Questions to answer -
1: Quote the passage of the ATAC-seq tutorial below, starting at "If you are wondering" and ending at "the HTML file.".
2: In the ATAC-seq tutorial below, what character is used to combine multiple runs in the input file?

--- Extract Enclosed Below ---

In this tutorial, we will re-analyze the ATAC-seq data published in Yu, 2017.
The analysis requires following additional software:
- fastq-dump
- samtools
- MACS2
- bwa
- bedGraphToBigWig
All you need to do in this tutorial is preparing two files (input.tsv
and config.yml
) and typing a single command. Taiji will do the rest for you.
If you are wondering what Taiji does under the hood, type taiji view taiji.html
to generate an overview of the pipeline. You can then use your favorite web browser to open the HTML file.
Now let’s start the tutorial!
Preparing input
We will use the SRA ID as the input and Taiji will download the data for us. To do this, add the following lines to the “input.tsv” file:
type id group rep path format
ATAC-seq TN TN 1 SRR5305074 SRA
ATAC-seq TN TN 2 SRR5305075 SRA
ATAC-seq TE TE 1 SRR5305076 SRA
ATAC-seq TE TE 2 SRR5305077 SRA
ATAC-seq MP MP 1 SRR5305078 SRA
ATAC-seq MP MP 2 SRR5305079 SRA
ATAC-seq memory memory 1 SRR5305080 SRA
ATAC-seq memory memory 2 SRR5305081 SRA
Please note that the columns are TAB-separated. If there are multiple runs, combine them using “+”. For paired-end sequencing, specify that using the “PairedEnd” tag.

--- End of Enclosed Extract ---
--- Excerpted data Enclosed Below ---

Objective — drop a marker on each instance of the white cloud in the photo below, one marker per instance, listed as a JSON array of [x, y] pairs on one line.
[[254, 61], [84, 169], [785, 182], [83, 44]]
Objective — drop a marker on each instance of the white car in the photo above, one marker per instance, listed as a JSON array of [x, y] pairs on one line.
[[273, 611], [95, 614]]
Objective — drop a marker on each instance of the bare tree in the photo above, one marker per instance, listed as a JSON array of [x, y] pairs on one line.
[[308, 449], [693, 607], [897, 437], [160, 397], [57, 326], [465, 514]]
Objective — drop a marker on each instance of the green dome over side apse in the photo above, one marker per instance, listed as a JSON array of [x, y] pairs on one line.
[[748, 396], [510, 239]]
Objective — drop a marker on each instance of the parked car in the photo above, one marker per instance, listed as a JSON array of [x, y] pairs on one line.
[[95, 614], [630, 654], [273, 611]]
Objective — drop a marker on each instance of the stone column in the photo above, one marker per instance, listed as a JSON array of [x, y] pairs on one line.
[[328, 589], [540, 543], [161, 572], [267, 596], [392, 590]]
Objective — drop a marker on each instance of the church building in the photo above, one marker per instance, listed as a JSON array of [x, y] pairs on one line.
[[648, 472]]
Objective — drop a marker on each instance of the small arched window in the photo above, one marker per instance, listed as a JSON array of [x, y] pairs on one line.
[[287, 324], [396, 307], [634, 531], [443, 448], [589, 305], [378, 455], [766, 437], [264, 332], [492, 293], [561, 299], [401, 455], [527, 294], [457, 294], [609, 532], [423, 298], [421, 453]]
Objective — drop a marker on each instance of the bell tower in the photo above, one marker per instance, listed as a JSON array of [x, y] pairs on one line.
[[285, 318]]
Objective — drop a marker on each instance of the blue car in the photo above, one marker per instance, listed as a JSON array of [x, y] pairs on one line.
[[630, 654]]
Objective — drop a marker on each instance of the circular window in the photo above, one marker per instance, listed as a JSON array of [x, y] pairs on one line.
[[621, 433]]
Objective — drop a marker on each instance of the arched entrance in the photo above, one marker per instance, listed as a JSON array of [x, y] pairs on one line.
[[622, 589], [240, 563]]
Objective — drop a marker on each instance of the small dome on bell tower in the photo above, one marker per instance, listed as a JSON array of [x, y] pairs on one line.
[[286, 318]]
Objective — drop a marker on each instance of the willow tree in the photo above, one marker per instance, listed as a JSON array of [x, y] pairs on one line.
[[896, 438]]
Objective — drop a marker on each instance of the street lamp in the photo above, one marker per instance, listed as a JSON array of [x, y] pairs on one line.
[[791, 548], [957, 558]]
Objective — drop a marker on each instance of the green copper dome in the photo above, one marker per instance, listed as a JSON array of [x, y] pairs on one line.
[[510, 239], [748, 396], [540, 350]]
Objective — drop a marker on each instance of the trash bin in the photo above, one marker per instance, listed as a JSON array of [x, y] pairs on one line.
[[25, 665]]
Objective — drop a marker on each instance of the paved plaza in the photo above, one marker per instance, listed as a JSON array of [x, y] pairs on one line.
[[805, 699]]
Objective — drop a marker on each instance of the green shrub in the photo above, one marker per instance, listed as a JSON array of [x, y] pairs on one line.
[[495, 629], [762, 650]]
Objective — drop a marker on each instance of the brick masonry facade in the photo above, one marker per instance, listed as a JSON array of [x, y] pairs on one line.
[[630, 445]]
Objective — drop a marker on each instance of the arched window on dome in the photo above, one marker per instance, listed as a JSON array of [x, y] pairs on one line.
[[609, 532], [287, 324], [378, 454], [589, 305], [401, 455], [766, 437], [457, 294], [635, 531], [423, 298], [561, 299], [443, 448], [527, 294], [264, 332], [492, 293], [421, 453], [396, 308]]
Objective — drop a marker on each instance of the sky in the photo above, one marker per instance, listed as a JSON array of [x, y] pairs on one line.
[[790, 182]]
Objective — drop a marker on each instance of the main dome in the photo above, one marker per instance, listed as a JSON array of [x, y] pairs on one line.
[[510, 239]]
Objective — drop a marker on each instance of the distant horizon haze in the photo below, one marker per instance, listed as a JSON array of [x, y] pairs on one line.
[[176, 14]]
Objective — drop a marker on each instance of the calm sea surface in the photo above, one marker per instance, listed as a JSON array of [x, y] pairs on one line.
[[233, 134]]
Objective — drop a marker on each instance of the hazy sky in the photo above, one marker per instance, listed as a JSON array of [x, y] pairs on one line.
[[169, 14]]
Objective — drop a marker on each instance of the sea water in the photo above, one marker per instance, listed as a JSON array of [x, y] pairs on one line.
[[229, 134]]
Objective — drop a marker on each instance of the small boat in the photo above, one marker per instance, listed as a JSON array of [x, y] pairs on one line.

--- End of Enclosed Excerpted data ---
--- Excerpted data Enclosed Below ---

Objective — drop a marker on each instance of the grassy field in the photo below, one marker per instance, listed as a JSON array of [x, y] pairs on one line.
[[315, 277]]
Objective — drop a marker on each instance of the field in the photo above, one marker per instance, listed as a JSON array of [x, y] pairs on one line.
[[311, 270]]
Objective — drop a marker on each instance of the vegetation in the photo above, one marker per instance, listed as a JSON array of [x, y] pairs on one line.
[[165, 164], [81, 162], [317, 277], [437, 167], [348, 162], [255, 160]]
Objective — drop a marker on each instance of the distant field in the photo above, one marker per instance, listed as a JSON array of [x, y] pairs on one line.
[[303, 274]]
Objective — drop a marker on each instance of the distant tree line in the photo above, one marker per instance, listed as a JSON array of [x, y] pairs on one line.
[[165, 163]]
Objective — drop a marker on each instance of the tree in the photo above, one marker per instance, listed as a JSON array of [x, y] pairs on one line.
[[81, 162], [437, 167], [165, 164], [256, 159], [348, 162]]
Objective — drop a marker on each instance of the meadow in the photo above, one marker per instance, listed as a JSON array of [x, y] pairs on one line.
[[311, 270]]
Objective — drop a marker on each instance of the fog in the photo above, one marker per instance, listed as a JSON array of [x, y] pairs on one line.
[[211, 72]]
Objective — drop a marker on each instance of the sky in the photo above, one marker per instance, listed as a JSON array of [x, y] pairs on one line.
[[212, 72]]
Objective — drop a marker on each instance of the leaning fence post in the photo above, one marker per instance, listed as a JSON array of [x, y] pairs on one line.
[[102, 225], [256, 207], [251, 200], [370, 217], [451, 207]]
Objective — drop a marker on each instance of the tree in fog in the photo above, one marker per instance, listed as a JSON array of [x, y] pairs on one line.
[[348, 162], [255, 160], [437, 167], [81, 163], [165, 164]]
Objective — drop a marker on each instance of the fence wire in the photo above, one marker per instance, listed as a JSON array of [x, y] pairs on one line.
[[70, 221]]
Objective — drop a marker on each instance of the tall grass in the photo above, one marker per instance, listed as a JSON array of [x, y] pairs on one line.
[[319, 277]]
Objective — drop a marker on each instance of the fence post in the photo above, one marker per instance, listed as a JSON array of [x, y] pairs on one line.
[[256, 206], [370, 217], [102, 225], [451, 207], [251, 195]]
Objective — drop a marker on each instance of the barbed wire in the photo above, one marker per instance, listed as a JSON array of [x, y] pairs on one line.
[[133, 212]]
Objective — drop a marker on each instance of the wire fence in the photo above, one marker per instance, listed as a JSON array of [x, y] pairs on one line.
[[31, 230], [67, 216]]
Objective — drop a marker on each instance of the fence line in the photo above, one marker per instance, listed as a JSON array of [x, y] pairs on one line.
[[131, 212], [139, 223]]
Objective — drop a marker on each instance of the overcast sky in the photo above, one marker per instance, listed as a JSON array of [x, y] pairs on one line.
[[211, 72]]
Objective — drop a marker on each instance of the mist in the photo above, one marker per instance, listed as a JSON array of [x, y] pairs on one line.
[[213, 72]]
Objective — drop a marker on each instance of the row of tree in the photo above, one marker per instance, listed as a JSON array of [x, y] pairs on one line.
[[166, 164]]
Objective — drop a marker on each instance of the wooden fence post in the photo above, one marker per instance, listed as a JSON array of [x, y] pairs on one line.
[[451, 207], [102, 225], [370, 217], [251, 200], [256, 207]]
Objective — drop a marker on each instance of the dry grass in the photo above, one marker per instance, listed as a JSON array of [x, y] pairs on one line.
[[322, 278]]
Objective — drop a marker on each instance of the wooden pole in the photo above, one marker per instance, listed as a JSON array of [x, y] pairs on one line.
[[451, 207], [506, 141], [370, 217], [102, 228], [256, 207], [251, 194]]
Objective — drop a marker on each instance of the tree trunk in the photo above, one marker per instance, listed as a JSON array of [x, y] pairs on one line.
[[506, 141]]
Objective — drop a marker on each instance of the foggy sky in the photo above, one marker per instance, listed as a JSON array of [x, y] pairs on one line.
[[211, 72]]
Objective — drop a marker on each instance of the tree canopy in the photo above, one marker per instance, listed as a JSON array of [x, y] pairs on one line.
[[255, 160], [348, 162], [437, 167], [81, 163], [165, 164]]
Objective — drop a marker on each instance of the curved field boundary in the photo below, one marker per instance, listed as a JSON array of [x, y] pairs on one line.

--- End of Enclosed Excerpted data ---
--- Excerpted data Enclosed Below ---

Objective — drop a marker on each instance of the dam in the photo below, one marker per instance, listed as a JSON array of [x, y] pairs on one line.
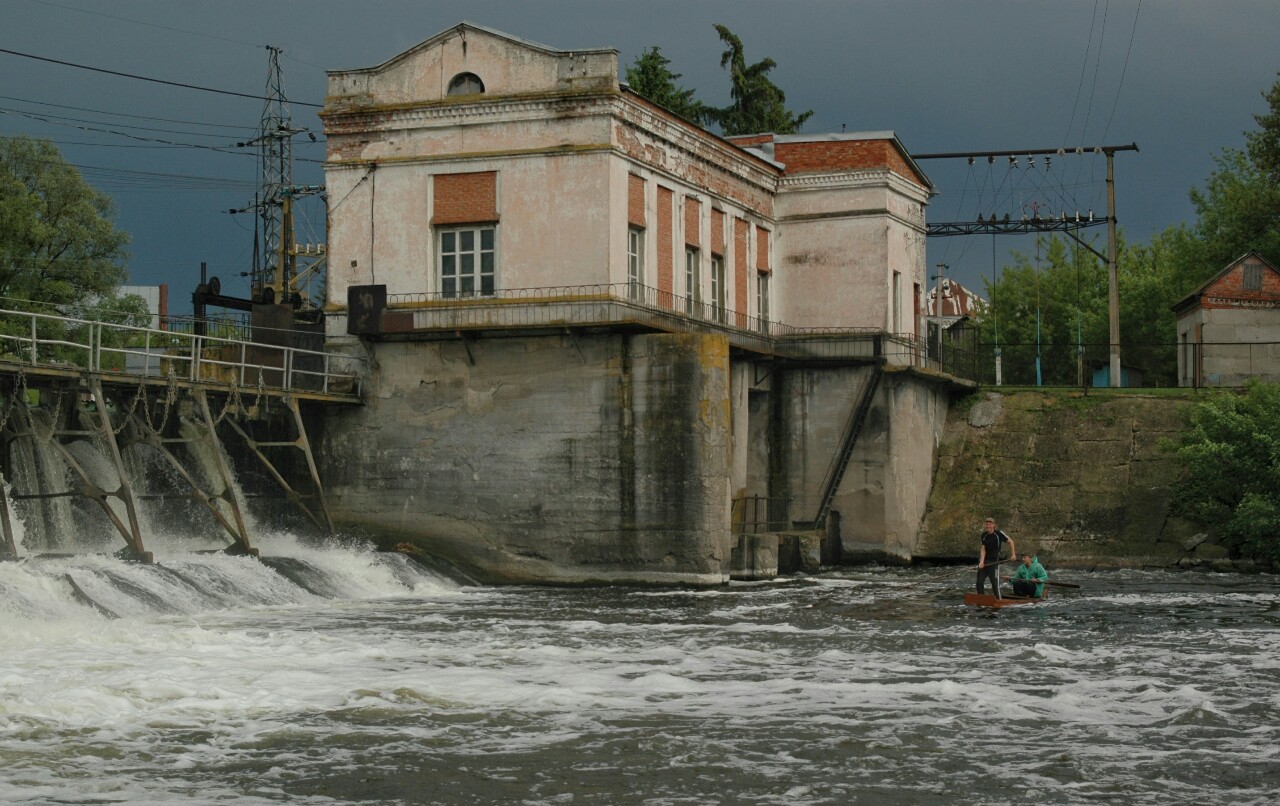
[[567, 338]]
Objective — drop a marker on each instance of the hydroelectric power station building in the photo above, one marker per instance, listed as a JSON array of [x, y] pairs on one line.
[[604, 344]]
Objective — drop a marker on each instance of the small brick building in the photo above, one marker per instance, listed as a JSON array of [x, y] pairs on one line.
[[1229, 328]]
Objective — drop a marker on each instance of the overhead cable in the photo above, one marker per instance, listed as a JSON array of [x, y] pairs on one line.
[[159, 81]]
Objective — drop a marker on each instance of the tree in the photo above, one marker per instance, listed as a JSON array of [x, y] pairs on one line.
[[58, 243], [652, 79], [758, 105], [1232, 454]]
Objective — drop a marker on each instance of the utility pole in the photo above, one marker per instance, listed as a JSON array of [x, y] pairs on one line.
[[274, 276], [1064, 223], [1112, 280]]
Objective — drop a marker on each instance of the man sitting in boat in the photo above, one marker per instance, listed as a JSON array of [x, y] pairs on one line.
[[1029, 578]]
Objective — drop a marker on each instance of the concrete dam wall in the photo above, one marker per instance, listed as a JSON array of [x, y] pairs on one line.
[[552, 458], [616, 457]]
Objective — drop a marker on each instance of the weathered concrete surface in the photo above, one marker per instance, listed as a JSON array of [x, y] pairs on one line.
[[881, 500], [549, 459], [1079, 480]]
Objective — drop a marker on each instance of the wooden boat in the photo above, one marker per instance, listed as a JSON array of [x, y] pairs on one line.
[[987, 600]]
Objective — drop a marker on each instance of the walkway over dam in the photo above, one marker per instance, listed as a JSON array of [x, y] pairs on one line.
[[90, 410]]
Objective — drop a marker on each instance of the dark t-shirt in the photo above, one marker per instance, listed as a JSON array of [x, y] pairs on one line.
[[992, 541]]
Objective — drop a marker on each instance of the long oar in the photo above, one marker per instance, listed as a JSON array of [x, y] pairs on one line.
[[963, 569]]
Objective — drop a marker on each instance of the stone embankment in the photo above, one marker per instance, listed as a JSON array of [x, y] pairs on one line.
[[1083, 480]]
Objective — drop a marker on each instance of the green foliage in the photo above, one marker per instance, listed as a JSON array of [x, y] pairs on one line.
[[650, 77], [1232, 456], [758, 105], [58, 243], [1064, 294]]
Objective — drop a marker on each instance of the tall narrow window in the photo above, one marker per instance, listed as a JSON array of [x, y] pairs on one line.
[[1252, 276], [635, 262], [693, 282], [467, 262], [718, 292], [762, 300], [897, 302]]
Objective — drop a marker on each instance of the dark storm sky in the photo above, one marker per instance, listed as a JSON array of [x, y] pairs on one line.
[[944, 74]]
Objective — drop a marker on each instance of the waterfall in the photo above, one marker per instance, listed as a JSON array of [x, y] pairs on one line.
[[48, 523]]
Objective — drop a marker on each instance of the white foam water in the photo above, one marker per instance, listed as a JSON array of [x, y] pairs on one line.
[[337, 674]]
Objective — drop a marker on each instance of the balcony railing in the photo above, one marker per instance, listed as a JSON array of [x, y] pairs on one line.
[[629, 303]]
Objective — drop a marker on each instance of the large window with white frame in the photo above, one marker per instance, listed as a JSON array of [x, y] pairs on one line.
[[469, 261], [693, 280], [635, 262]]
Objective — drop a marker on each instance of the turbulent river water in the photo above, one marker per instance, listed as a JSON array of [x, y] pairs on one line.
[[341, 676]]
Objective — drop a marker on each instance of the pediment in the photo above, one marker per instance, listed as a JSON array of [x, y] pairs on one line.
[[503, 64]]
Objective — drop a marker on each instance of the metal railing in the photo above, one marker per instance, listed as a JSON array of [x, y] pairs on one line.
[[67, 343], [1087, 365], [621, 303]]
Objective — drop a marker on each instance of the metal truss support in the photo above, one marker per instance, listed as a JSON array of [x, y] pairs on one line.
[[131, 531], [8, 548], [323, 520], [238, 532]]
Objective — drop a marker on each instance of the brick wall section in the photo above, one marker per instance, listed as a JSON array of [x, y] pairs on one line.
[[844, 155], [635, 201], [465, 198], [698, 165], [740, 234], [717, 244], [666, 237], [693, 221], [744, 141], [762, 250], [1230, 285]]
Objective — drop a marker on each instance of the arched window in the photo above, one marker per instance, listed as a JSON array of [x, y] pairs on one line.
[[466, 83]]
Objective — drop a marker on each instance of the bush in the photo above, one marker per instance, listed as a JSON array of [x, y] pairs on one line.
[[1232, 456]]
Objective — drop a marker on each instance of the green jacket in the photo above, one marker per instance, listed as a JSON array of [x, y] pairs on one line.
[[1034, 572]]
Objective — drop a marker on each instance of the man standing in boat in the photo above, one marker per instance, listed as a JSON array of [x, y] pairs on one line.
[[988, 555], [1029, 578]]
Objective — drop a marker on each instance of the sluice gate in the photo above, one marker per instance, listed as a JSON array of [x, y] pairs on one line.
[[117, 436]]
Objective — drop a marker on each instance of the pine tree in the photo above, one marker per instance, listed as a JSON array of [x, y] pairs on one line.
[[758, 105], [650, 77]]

--- End of Enclosed Excerpted data ---

Exercise solutions -
1:
If you are wondering what Taiji does under the hood, type taiji view taiji.html
to generate an overview of the pipeline. You can then use your favorite web browser to open the HTML file.

2: Multiple runs are combined using "+".